> _Source data_
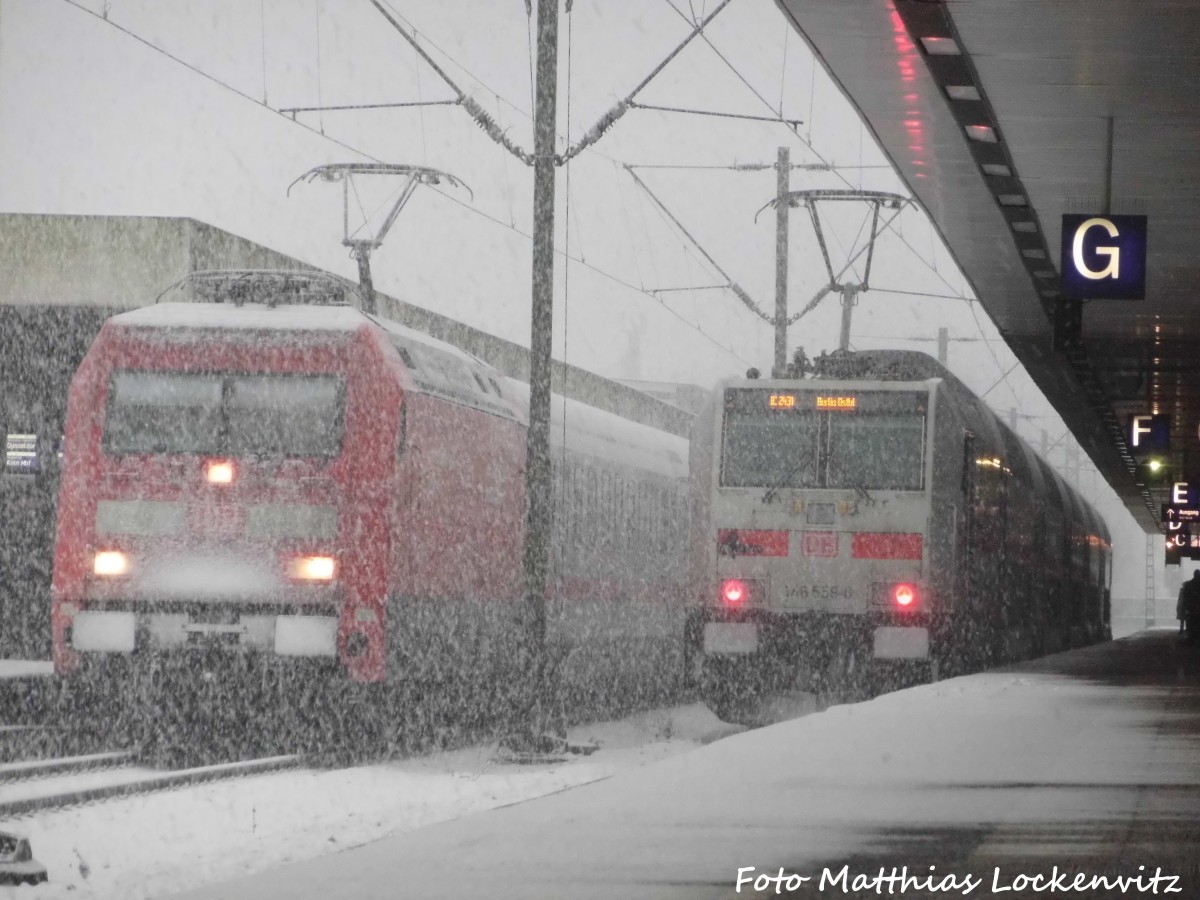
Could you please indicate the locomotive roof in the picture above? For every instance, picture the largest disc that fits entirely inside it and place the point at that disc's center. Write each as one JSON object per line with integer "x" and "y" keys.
{"x": 607, "y": 436}
{"x": 249, "y": 316}
{"x": 287, "y": 317}
{"x": 593, "y": 431}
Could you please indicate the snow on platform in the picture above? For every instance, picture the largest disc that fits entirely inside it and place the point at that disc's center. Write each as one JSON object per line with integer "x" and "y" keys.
{"x": 1086, "y": 761}
{"x": 151, "y": 845}
{"x": 25, "y": 669}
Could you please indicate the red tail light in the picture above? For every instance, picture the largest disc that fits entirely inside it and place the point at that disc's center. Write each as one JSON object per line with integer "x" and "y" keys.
{"x": 733, "y": 592}
{"x": 905, "y": 597}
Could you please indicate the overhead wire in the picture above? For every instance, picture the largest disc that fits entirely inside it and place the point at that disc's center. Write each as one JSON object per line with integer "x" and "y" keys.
{"x": 321, "y": 101}
{"x": 351, "y": 148}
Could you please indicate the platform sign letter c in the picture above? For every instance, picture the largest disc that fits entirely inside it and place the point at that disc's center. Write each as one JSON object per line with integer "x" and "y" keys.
{"x": 1113, "y": 270}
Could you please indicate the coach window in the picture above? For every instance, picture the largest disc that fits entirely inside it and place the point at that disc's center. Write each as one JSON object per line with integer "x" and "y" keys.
{"x": 402, "y": 431}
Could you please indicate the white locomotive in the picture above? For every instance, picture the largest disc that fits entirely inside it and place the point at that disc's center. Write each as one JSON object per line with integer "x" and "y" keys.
{"x": 874, "y": 525}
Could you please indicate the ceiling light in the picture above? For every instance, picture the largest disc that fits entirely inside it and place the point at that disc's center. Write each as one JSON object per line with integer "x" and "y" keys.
{"x": 941, "y": 47}
{"x": 963, "y": 91}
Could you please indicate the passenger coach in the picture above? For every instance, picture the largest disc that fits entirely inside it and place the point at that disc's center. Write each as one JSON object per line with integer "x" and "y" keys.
{"x": 874, "y": 525}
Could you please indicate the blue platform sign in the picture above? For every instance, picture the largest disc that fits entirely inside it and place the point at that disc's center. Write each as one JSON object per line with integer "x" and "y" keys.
{"x": 1149, "y": 435}
{"x": 1103, "y": 257}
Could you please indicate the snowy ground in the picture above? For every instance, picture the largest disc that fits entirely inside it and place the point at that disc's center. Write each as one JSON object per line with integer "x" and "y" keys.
{"x": 159, "y": 844}
{"x": 1086, "y": 761}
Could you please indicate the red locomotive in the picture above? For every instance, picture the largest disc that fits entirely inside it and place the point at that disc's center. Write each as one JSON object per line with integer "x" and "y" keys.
{"x": 282, "y": 486}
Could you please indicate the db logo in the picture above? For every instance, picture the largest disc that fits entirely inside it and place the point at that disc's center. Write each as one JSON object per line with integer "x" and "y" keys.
{"x": 1104, "y": 257}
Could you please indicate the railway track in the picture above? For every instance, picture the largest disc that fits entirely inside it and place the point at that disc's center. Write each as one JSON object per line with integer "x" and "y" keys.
{"x": 42, "y": 785}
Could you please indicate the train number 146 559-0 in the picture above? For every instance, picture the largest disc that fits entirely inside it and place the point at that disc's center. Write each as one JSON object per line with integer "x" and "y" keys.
{"x": 819, "y": 592}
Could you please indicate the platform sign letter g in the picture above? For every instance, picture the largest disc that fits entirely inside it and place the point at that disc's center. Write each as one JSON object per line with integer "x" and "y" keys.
{"x": 1113, "y": 270}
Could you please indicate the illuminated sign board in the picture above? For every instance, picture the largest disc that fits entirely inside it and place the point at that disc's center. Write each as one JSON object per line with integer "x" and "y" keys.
{"x": 1183, "y": 495}
{"x": 1181, "y": 514}
{"x": 837, "y": 402}
{"x": 21, "y": 454}
{"x": 1149, "y": 433}
{"x": 1103, "y": 257}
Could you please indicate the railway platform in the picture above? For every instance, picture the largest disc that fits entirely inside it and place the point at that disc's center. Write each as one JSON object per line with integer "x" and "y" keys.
{"x": 1056, "y": 777}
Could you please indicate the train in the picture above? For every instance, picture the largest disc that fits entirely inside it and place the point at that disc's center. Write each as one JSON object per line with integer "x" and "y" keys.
{"x": 876, "y": 525}
{"x": 271, "y": 486}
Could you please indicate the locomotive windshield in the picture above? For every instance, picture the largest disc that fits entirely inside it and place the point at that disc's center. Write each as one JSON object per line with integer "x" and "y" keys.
{"x": 853, "y": 439}
{"x": 225, "y": 414}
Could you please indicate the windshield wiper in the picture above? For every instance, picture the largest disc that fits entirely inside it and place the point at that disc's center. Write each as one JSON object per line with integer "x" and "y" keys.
{"x": 773, "y": 489}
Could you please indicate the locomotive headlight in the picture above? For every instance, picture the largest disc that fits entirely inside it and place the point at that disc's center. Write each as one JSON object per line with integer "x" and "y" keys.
{"x": 313, "y": 568}
{"x": 111, "y": 564}
{"x": 733, "y": 592}
{"x": 219, "y": 472}
{"x": 905, "y": 597}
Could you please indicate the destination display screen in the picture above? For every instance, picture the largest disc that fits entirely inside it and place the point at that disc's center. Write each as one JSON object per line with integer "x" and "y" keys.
{"x": 813, "y": 438}
{"x": 750, "y": 401}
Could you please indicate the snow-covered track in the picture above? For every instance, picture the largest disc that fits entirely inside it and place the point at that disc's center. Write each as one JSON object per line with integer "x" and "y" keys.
{"x": 149, "y": 783}
{"x": 30, "y": 769}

> _What to do_
Return precisely the lines of the records, starting with the line that holds "Could you please indicate the train in" and ending with the last one.

> _Output for this exercise_
Could you please indicate the train in the picture above? For every instance, picture the largest disc that fits entirely inside it and place the point at that disc's center. Write each as one JSON object per line with integer "x" and "y" keys.
{"x": 876, "y": 525}
{"x": 271, "y": 486}
Could you please indicate the locomotive windshield in the picture above? For every instance, picture the largest disc that fits entirely inside it and place the point at that disc's center. Write each as one JSON object per line with integer "x" and "y" keys.
{"x": 853, "y": 439}
{"x": 225, "y": 414}
Could you please indicate the windshield wiper in the picture above? For every instance, picture the largest disc that fits entirely inside it and place the point at that disc's center. Write each as one JSON object per line with integer "x" and "y" keys.
{"x": 773, "y": 489}
Could you please indicate the locomotive headlight in the picture above? For every instance, picture the largest disc that fits entirely inside it and place the point at that disc's center. Write each as one JSON object per line with integer "x" and "y" keys.
{"x": 313, "y": 568}
{"x": 111, "y": 564}
{"x": 733, "y": 592}
{"x": 219, "y": 472}
{"x": 905, "y": 597}
Could you please indicate the destination display screen in the picture above? For every instance, picture the largest disc that fits entirely inside it and place the point at that disc's center. Write each as one JSON object per line with integer "x" and "y" keys.
{"x": 813, "y": 438}
{"x": 750, "y": 401}
Could you please indicate the snow-covered track in the picture above? For every instance, picture the largest disc that fits entirely inside it and place the point at that disc's center. Write each as one JSON object per line with integer "x" and "y" keys.
{"x": 149, "y": 783}
{"x": 30, "y": 769}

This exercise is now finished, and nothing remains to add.